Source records
····················

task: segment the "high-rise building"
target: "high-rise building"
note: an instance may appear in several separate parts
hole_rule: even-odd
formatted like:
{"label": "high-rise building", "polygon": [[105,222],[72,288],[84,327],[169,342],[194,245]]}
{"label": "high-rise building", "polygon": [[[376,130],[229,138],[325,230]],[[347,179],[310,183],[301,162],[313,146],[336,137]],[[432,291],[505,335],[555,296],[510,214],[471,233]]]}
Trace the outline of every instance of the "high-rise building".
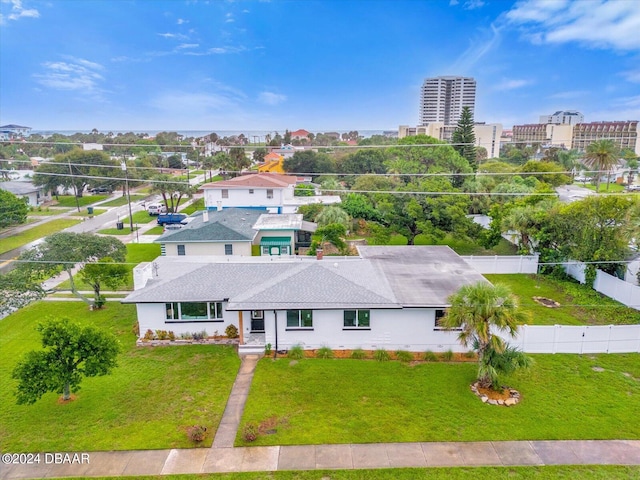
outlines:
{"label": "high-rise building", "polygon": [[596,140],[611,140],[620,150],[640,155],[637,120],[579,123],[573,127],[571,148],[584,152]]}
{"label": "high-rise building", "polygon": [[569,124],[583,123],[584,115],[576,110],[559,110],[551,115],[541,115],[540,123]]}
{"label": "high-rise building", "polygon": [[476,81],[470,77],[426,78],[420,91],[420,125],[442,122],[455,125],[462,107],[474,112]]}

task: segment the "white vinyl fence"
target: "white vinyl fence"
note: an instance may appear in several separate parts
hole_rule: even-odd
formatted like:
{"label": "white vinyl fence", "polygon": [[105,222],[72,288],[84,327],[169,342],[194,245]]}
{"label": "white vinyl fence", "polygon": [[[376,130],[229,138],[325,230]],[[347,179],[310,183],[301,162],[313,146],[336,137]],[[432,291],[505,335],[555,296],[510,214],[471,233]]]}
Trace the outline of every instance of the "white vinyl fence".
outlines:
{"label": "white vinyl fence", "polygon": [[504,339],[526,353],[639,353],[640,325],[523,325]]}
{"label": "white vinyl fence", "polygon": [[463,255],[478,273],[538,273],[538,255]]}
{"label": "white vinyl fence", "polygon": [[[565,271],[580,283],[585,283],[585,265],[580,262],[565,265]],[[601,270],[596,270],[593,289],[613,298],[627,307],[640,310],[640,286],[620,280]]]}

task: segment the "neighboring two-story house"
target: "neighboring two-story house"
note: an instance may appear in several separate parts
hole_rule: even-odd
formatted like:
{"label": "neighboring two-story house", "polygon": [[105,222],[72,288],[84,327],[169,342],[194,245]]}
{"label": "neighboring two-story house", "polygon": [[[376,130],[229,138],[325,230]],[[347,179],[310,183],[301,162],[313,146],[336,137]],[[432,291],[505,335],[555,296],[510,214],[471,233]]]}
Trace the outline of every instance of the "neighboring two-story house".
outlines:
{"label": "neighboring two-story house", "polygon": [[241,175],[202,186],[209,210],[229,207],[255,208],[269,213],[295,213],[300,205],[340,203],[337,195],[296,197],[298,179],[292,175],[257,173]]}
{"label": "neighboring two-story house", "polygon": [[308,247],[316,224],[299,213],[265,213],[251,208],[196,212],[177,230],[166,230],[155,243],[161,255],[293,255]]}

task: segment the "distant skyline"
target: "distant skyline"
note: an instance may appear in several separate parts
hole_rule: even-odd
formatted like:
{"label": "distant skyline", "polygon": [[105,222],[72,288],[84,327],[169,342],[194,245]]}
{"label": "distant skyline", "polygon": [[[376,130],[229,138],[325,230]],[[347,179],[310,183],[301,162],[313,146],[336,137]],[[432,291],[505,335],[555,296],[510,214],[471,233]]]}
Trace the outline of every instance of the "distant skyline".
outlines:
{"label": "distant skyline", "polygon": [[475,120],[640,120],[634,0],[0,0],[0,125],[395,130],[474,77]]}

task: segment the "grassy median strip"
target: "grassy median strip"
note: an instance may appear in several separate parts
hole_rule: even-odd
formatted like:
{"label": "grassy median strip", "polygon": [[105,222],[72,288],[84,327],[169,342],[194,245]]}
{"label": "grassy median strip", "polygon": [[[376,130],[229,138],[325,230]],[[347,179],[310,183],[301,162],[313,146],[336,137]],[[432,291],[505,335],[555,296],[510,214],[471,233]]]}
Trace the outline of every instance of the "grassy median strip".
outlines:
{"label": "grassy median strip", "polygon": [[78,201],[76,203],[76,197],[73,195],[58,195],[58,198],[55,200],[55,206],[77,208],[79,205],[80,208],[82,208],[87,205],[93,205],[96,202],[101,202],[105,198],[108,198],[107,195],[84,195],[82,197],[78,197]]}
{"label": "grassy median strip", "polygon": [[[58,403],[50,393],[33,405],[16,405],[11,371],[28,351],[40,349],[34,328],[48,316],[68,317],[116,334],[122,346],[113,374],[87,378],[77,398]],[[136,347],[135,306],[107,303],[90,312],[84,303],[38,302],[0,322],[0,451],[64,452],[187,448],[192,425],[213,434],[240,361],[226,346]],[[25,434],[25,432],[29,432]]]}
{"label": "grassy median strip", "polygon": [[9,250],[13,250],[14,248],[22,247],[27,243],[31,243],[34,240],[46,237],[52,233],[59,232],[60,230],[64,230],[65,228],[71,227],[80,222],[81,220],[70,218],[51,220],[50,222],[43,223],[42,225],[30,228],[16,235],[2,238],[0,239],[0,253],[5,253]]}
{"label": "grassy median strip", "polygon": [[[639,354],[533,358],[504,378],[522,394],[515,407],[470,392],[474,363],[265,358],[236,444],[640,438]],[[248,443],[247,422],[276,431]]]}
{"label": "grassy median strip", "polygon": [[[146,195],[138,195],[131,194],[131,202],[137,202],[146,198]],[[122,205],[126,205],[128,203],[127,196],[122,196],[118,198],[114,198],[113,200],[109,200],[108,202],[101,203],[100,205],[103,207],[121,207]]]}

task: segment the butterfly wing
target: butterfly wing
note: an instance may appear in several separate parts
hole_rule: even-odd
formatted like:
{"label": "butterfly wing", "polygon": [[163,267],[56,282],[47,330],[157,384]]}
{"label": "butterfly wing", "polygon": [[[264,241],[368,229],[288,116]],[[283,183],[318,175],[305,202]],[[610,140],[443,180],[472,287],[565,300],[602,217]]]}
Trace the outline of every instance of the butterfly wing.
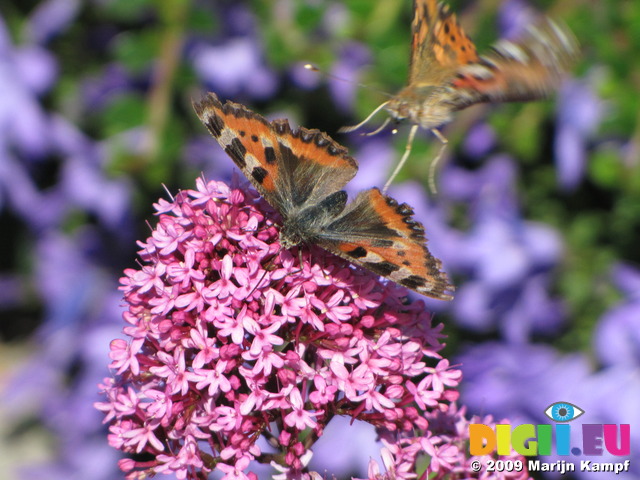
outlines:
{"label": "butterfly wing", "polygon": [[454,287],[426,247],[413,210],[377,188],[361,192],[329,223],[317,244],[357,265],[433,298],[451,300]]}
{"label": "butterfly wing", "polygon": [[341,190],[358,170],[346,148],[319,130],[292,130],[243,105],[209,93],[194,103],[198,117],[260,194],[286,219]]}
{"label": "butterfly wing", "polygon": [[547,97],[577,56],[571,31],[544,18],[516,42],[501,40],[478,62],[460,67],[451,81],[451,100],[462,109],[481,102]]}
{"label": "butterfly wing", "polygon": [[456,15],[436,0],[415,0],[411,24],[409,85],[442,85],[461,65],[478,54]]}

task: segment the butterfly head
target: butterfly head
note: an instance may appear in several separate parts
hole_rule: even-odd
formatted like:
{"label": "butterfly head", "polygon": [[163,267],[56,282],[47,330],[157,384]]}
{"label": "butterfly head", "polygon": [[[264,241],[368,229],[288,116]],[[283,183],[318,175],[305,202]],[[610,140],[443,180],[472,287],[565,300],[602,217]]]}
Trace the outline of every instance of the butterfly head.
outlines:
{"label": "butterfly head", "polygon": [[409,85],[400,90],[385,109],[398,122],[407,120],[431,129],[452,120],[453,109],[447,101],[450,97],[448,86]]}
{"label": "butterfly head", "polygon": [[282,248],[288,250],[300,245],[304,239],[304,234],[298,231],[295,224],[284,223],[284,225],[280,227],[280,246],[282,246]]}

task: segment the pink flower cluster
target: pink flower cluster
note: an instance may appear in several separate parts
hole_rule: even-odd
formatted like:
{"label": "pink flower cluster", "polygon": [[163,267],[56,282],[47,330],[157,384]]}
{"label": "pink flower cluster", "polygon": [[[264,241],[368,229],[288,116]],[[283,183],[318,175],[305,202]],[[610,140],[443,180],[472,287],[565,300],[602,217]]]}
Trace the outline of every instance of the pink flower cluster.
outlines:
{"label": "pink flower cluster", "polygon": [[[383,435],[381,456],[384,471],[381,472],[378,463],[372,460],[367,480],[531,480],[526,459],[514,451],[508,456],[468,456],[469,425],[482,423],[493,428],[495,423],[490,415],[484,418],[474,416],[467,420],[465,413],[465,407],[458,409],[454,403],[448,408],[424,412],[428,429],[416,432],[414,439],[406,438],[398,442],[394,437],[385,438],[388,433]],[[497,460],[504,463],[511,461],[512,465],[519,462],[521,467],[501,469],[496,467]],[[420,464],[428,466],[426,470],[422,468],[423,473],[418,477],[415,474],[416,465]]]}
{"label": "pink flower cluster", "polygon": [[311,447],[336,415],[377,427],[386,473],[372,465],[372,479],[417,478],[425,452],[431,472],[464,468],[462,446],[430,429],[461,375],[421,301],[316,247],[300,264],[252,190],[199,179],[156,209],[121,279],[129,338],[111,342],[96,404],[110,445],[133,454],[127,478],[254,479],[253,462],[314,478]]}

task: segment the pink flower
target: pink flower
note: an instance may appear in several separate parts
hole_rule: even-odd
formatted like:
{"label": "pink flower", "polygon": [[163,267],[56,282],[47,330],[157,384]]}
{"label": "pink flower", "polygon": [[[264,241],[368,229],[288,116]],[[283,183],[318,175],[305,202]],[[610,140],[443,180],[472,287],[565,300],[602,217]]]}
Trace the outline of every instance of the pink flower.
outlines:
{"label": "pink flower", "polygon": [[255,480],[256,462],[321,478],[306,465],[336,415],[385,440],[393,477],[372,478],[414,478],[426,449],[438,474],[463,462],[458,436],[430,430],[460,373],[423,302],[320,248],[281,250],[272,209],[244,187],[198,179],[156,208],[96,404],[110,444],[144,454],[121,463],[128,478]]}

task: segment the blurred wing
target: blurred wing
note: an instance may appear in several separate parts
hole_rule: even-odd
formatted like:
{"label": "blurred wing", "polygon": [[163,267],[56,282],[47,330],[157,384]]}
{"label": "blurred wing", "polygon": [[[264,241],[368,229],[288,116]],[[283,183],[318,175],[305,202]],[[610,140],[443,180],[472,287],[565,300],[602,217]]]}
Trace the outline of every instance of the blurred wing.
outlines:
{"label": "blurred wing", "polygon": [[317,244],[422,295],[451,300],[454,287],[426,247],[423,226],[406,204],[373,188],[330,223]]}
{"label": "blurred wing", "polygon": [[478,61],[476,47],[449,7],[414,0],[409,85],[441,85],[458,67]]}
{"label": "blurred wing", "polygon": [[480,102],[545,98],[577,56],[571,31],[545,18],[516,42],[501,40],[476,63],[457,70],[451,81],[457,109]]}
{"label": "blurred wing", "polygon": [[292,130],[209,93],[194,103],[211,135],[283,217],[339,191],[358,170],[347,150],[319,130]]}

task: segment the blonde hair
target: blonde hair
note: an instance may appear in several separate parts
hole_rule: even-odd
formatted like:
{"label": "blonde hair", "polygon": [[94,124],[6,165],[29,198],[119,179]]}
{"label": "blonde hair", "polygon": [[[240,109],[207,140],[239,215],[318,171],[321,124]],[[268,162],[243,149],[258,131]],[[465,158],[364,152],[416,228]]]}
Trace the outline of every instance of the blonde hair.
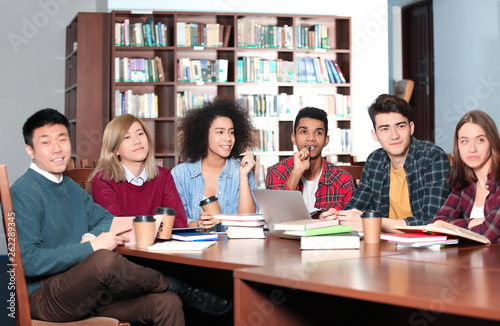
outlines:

····················

→ **Task instructions**:
The answer should consist of every line above in which "hair" appears.

→ **Written solution**:
task: segment the blonde hair
target: blonde hair
{"label": "blonde hair", "polygon": [[94,124],[6,165],[29,198],[119,179]]}
{"label": "blonde hair", "polygon": [[[240,109],[207,140],[239,215],[318,171],[321,124]],[[268,162],[243,149],[258,131]],[[465,158],[364,152],[416,228]]]}
Trace the outline of every instance of the blonde hair.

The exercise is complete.